*** Begin section ***

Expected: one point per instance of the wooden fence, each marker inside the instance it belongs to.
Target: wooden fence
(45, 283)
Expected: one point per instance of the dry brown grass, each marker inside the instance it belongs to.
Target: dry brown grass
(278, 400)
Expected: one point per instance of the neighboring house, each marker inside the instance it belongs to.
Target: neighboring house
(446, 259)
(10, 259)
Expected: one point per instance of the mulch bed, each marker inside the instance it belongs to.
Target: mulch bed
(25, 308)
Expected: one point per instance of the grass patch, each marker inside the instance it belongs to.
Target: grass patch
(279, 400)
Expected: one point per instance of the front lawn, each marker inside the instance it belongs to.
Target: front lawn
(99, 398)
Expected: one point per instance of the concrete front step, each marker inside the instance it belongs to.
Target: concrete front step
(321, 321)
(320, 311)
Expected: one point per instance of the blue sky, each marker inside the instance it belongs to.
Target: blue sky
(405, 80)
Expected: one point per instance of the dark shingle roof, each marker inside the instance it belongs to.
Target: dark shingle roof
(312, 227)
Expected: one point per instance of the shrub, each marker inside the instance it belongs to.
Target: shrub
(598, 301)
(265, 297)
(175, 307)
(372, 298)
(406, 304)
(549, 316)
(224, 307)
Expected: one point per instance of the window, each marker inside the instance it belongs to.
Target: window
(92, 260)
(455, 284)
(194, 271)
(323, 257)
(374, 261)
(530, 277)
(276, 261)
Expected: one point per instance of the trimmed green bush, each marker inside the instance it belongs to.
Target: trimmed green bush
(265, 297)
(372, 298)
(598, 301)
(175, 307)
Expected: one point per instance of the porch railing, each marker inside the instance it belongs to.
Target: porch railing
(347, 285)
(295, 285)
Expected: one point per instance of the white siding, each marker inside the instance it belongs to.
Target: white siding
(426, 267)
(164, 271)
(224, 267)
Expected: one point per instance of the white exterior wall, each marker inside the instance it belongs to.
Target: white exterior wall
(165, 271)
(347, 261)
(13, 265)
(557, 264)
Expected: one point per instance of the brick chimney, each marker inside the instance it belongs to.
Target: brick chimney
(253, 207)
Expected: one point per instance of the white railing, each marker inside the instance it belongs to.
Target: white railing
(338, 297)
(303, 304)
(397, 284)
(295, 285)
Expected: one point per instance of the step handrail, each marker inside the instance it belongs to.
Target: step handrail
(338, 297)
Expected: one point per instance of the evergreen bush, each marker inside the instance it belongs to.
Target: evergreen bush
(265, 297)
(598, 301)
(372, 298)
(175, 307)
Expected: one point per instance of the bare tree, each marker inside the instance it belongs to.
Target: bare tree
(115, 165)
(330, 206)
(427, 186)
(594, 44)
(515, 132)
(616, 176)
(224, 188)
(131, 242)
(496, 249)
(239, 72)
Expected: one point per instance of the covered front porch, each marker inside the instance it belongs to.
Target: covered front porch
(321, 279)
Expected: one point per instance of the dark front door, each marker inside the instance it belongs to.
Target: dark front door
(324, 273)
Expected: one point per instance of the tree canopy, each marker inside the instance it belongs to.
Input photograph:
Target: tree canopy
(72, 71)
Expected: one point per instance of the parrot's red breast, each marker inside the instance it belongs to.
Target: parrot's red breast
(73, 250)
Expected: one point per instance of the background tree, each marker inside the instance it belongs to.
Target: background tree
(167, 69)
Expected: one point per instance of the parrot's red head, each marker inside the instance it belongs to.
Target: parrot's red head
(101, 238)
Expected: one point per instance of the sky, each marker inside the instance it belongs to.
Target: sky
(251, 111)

*** End section ***
*** Begin section ***

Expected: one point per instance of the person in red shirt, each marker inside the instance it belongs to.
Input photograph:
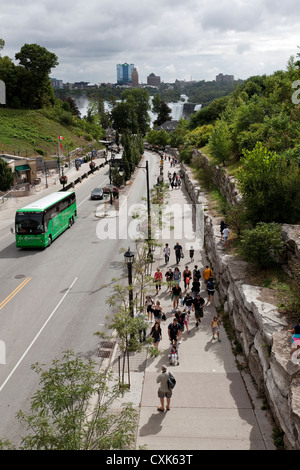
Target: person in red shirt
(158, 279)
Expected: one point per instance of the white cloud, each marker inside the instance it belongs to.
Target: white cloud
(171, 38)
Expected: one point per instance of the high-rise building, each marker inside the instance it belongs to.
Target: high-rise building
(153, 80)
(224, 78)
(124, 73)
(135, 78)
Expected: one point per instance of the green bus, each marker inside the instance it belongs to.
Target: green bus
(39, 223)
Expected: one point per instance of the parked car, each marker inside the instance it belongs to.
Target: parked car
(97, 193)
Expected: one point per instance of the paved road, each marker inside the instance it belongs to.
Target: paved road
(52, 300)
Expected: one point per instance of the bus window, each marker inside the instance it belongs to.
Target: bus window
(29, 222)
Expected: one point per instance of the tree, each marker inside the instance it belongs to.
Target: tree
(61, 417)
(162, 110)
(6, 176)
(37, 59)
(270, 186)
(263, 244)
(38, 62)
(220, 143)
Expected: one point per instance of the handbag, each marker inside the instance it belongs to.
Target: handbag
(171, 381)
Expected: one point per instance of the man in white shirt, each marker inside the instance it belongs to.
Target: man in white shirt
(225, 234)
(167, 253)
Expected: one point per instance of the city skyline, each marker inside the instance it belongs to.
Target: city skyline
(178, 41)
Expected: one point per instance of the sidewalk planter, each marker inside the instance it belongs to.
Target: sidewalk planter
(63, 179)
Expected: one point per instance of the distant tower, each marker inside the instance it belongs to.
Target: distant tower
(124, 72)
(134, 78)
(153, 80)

*** End section ***
*** Begin section ***

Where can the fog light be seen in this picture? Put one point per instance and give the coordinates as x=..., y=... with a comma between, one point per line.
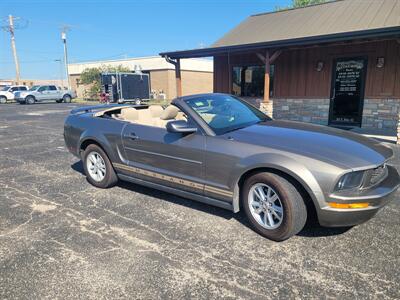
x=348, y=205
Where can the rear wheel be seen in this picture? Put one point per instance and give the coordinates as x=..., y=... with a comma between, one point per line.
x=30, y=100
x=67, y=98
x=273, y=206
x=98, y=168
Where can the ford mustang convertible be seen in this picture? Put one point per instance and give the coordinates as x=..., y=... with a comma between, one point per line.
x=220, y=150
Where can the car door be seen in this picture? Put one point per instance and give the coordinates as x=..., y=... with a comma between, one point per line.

*** End section ***

Restate word for word only the lines above from the line containing "Expected: one point per instance of the blue" to the line containing "Expected: one point per instance of the white exterior", both of them included.

Expected: one point per instance of the blue sky, each marker inside the instance it belongs to.
Target: blue sky
(405, 80)
Expected: one point per instance of the dark shingle roof, each marker inside the instance it belongs to.
Target: dark shingle roof
(312, 227)
Expected: one point per instance of the shrub, each marker inside the instance it belongs to.
Target: shrub
(598, 301)
(265, 297)
(175, 307)
(372, 298)
(406, 304)
(549, 316)
(224, 307)
Expected: one point per instance of the window, each marker inside the instance it belongs to.
Target: window
(92, 260)
(455, 284)
(194, 271)
(323, 257)
(374, 261)
(530, 277)
(276, 261)
Expected: one point per instance of the trimmed green bush, each marker inside the instance it belongs to.
Target: trimmed green bush
(265, 297)
(372, 298)
(598, 301)
(175, 307)
Expected: one point per instance of the porch railing, each marker inside the instance it belongs to.
Target: porch railing
(347, 285)
(295, 285)
Expected: one point per instance of the white siding, each marker inside the instance it belongs to.
Target: white siding
(426, 267)
(164, 271)
(224, 267)
Expected: one point per instance of the white exterior wall, each marker inside the instance it belongs to.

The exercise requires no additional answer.